** Opening Data for the task block **

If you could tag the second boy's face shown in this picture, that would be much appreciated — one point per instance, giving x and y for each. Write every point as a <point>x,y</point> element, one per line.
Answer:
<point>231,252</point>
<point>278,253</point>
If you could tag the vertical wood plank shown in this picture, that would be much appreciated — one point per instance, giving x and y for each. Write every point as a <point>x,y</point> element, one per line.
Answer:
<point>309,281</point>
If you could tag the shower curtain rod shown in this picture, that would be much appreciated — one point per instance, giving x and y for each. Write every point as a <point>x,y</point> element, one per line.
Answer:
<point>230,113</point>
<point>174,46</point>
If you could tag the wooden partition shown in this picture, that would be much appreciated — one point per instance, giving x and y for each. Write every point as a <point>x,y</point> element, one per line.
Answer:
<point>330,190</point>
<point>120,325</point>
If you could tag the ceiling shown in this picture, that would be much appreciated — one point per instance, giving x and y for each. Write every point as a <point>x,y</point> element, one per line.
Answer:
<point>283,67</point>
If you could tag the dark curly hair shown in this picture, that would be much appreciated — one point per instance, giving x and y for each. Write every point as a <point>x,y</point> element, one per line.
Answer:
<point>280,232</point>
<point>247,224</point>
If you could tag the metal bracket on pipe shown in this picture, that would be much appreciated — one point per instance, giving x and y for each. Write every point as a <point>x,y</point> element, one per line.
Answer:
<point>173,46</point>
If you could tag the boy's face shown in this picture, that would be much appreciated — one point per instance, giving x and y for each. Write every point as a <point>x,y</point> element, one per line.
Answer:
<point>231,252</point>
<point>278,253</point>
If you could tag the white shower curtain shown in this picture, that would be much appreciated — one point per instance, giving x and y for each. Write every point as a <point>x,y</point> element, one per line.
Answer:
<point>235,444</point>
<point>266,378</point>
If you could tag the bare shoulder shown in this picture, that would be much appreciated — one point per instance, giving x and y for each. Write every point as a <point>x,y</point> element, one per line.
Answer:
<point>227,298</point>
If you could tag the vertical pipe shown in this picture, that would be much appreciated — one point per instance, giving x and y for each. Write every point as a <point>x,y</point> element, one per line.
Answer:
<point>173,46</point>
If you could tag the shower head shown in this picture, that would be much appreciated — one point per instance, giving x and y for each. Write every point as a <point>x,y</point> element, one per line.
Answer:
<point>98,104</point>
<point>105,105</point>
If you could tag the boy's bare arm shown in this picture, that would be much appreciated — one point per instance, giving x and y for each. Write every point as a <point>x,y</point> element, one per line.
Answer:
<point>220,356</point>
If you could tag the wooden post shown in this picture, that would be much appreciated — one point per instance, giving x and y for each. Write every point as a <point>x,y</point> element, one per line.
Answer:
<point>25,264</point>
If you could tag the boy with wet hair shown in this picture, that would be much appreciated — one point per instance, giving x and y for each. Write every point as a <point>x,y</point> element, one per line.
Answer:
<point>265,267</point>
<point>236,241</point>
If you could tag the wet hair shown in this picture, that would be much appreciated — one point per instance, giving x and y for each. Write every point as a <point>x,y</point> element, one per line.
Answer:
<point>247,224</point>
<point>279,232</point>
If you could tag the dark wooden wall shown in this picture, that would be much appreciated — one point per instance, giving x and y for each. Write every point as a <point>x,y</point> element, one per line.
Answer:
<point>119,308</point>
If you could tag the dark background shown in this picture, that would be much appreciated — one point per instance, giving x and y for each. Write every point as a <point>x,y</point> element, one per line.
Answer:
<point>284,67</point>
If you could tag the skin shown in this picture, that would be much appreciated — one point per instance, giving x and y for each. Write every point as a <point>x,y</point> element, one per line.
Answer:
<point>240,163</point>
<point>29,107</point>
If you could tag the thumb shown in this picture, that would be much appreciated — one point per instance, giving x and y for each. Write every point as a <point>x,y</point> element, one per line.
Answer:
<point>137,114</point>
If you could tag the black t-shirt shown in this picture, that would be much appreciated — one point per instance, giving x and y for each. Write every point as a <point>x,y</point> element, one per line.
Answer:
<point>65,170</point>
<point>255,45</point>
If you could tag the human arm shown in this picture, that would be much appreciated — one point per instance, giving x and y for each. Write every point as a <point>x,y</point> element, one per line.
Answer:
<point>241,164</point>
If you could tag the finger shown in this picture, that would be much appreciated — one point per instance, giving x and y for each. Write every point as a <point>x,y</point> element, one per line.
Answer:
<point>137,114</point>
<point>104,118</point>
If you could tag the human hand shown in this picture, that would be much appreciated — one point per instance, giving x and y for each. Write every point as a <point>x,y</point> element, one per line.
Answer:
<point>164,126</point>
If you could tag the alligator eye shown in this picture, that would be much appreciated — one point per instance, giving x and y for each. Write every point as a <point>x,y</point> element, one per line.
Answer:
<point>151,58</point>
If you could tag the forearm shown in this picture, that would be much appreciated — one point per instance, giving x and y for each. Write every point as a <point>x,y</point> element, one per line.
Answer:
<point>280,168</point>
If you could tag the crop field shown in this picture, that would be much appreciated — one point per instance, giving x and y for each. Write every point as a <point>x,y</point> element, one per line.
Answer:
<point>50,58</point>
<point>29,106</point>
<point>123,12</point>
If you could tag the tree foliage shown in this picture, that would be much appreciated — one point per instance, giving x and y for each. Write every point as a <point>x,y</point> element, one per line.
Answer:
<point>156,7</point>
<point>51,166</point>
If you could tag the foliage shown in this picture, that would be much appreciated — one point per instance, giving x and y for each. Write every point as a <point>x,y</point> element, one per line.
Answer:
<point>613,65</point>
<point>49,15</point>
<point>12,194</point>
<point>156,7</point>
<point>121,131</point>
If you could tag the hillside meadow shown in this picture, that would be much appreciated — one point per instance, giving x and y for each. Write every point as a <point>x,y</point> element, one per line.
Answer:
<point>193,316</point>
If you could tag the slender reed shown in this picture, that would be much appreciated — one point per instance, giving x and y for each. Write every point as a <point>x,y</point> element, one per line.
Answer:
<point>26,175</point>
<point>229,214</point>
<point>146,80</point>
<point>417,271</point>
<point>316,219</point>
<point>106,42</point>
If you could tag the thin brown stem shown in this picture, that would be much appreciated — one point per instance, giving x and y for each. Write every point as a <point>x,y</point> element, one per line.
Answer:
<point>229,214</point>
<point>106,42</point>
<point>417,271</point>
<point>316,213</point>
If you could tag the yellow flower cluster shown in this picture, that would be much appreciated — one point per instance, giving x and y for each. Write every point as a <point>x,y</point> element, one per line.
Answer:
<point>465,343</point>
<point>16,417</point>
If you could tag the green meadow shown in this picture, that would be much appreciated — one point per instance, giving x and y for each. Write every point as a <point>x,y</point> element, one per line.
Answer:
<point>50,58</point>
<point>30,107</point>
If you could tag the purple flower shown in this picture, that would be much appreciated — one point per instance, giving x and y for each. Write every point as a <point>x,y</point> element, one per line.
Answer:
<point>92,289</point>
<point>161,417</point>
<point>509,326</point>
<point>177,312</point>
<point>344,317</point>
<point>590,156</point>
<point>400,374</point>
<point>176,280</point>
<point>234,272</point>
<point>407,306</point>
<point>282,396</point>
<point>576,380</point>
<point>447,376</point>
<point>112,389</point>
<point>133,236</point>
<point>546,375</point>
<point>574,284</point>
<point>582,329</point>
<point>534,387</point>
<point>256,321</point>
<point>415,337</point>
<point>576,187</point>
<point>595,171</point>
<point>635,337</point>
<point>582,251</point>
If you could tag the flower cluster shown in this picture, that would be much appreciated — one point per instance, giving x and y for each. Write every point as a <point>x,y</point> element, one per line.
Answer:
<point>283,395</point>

** Closing Data for the task block **

Try it:
Set down the records again, exactly.

Result for this exercise:
If you could tag the second boy's face shown in this picture, that would be much appreciated — one point per instance, giving x and y for each. Write every point as a <point>x,y</point> element, one per line.
Answer:
<point>231,252</point>
<point>278,253</point>
If you could tag the vertical wood plank shown in this picture, that would be much appreciated — one point per instance, giving x and y for each. Write every point as a <point>x,y</point> element, one per line.
Answer:
<point>309,281</point>
If you could tag the shower curtain rod shown in this picture, that would be much appreciated — one point per instance, giving x and y for each. Write every point as a <point>x,y</point> element, one per line.
Answer:
<point>230,113</point>
<point>174,46</point>
If you could tag the wooden partition shown in this picture, that would be much appreciated — one point per instance, giving x and y for each. Write every point as a <point>x,y</point> element, one per line.
Answer:
<point>330,190</point>
<point>120,325</point>
If you could tag the ceiling shown in this picture, that would be much appreciated — one point per instance, giving x and y for each. Write every point as a <point>x,y</point> element, one per line.
Answer:
<point>283,67</point>
If you could tag the dark curly hair shown in this picture, that would be much appreciated — one point per instance, giving x and y for each. Write every point as a <point>x,y</point> element, one per line.
Answer:
<point>280,232</point>
<point>247,224</point>
If you could tag the metal bracket on pipe shown in this picture, that would be much appreciated — one point per instance, giving x and y for each. Write every point as a <point>x,y</point> element, one per line.
Answer:
<point>173,46</point>
If you could tag the boy's face shown in this picture, that would be much appreciated — one point per instance, giving x and y for each. Write every point as a <point>x,y</point> element, one per line.
Answer:
<point>231,252</point>
<point>278,253</point>
If you could tag the white shower curtain shown in this picture, that would be much appreciated — one point per instance, giving x and y for each. Write every point as a <point>x,y</point> element, one per line.
Answer:
<point>235,444</point>
<point>266,378</point>
If you could tag the bare shoulder shown in this picture, that would be much appreciated — one point per instance, giving x and y for each. Write every point as a <point>x,y</point> element, one per line.
Answer:
<point>227,298</point>
If you could tag the vertical pipe shown in this picture, that would be much appreciated — one point per instance, giving x and y for each. Write every point as a <point>x,y</point> element, one per line.
Answer:
<point>173,46</point>
If you could tag the shower head shown in this picture, that would be much appreciated — one point per instance, giving x and y for each. Write every point as a <point>x,y</point> element, one per line.
Answer:
<point>98,104</point>
<point>105,105</point>
If you could tag the boy's bare arm shown in this picture, that would be much appreciated — one point per instance, giving x and y for each. Write every point as a <point>x,y</point> element, one per line.
Answer:
<point>220,356</point>
If you could tag the wooden post shown in this picture, that would be much appreciated — one point per instance, giving x and y for each. Write every point as a <point>x,y</point> element, one per line.
Answer:
<point>25,264</point>
If you could tag the boy with wet hair shown in this picture, that would be much appreciated — one point per instance, giving x and y for each. Write every point as a <point>x,y</point> element, one per line.
Answer:
<point>265,267</point>
<point>236,241</point>
If you could tag the wet hair shown in this picture, that would be much appreciated — one point per instance, giving x and y for each. Write every point as a <point>x,y</point> element, one per line.
Answer:
<point>247,224</point>
<point>279,232</point>
If you could tag the dark wooden wall shown in this picture, that would be much appreciated — one point per instance, giving x and y for each. Write every point as a <point>x,y</point> element, one per line.
Answer:
<point>119,308</point>
If you could tag the dark background shown in this picture, that would be much appreciated — one point per instance, giving x and y for each. Write every point as a <point>x,y</point> element, one per line.
Answer:
<point>284,67</point>
If you could tag the skin shown in this picture, that would be much appreciated — one point per instance, giving x and y for each. Write every point as a <point>x,y</point> element, one per line.
Answer:
<point>240,163</point>
<point>29,107</point>
If you could tag the thumb shown in this picture, that would be much appreciated — one point per instance, giving x and y for each. Write every point as a <point>x,y</point> element, one per line.
Answer:
<point>137,114</point>
If you could tag the black t-shirt shown in this picture, that would be much appreciated — one point per instance, giving x and y for each. Write every point as a <point>x,y</point> element, one per line.
Answer:
<point>65,170</point>
<point>255,45</point>
If you could tag the human arm shown in this picture, that would be much appreciated — one point per instance, giving x and y for each. Write every point as a <point>x,y</point> element, one per line.
Answer:
<point>241,164</point>
If you could tag the finger shown in this picture, that would be much appreciated — one point per instance, giving x and y for each. Write every point as a <point>x,y</point> element, one per line.
Answer:
<point>137,114</point>
<point>104,118</point>
If you could tag the human hand shown in this picture, that would be much appreciated — one point per instance, giving x and y for each. Write every point as a <point>x,y</point> element, one per line.
Answer:
<point>164,126</point>
If you could tag the alligator eye shown in this picture, that would be much appreciated — one point per instance, giving x and y for each. Write every point as a <point>x,y</point> element, one per line.
Answer:
<point>151,58</point>
If you could tag the forearm shown in this picture, that would be much appreciated — one point per instance, giving x and y for each. Write every point as a <point>x,y</point> element, one per line.
Answer:
<point>280,168</point>
If you could tag the crop field shown in this picture, that would be much appreciated — one point per instance, giving x and y for each. Write every point as a <point>x,y</point> element, one per line.
Answer:
<point>50,58</point>
<point>29,106</point>
<point>123,12</point>
If you could tag the tree foliage shown in this picture, that would be much appreciated — one point per instance, giving x and y for each. Write every point as a <point>x,y</point> element, one per line.
Answer:
<point>156,7</point>
<point>51,166</point>
If you could tag the foliage shown in this picture, that would be much appreciated — one point per instance, giving x and y for each. Write every point as a <point>x,y</point> element, one per line.
Answer:
<point>613,65</point>
<point>49,15</point>
<point>12,194</point>
<point>156,7</point>
<point>121,131</point>
If you could tag the hillside meadow shown in this picture, that would be much appreciated — one point per instance, giving x and y for each. Write every point as a <point>x,y</point> element, one per line.
Answer:
<point>193,316</point>
If you could tag the slender reed shown in this picture, that would be much appreciated — one point per instance, giving x and y for each. Write every point as a <point>x,y</point> element, one per line.
Answer:
<point>26,175</point>
<point>229,214</point>
<point>146,80</point>
<point>417,271</point>
<point>316,219</point>
<point>106,42</point>
If you could tag the thin brown stem shown in this picture, that would be much appreciated — one point per instance, giving x and y for each. Write every point as a <point>x,y</point> element, one per line.
Answer:
<point>229,214</point>
<point>106,42</point>
<point>417,271</point>
<point>316,213</point>
If you could tag the yellow flower cluster shown in this picture, that would be much appreciated — one point per instance, giving x and y for each. Write every point as a <point>x,y</point> element, one per line.
Answer:
<point>465,343</point>
<point>16,417</point>
If you could tag the green meadow shown in this picture, that would be much appreciated — one point per instance, giving x and y for each. Write every point as a <point>x,y</point> element, one per line.
Answer:
<point>50,58</point>
<point>30,107</point>
If you could tag the purple flower shown in this picture, that would be much appreciated — one point per instance, giving x and y for each. Write every point as a <point>x,y</point> element, one per line.
Answer:
<point>92,289</point>
<point>161,417</point>
<point>509,326</point>
<point>177,312</point>
<point>344,317</point>
<point>590,156</point>
<point>400,374</point>
<point>176,280</point>
<point>234,272</point>
<point>407,306</point>
<point>282,396</point>
<point>576,380</point>
<point>447,376</point>
<point>112,389</point>
<point>133,236</point>
<point>546,375</point>
<point>574,284</point>
<point>582,329</point>
<point>534,387</point>
<point>256,321</point>
<point>415,337</point>
<point>576,187</point>
<point>595,171</point>
<point>635,337</point>
<point>582,251</point>
If you could tag the flower cluster shown in this picture, that would be much appreciated — one point per instance, giving x and y for each. Write every point as a <point>x,y</point> element, one per line.
Answer:
<point>283,395</point>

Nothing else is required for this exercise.